Extract each line of the material below that contains the word "white", and copy those lines unchanged.
>> BEGIN Available data
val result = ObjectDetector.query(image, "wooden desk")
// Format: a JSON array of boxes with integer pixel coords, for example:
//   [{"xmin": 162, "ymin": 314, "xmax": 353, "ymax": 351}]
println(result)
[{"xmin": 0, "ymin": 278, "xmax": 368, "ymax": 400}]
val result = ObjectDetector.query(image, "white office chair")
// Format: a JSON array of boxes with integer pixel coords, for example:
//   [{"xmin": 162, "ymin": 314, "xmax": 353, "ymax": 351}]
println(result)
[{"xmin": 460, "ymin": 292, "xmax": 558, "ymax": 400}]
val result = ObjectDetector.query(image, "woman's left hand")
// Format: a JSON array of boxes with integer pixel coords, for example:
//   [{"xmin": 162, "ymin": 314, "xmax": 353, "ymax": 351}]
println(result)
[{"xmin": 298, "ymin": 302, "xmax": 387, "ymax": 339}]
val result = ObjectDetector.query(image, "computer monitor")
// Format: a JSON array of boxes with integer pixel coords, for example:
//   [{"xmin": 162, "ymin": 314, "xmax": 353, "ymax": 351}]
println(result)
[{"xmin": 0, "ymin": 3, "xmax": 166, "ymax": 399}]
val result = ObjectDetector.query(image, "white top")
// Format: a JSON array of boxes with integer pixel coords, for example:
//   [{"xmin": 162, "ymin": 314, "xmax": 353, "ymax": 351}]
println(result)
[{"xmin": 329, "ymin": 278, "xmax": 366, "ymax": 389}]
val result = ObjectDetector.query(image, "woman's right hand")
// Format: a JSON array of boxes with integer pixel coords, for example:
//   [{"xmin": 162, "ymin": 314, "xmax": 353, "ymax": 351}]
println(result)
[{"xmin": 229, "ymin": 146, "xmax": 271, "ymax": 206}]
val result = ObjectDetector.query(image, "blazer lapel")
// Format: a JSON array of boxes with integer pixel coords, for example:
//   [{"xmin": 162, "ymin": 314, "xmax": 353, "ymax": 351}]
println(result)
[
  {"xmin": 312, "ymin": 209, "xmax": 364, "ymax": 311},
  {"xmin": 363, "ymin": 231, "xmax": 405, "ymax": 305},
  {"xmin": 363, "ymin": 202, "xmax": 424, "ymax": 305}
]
>> END Available data
Task answer -
val result = ObjectDetector.query(image, "white office chair")
val result = ObjectDetector.query(image, "white top")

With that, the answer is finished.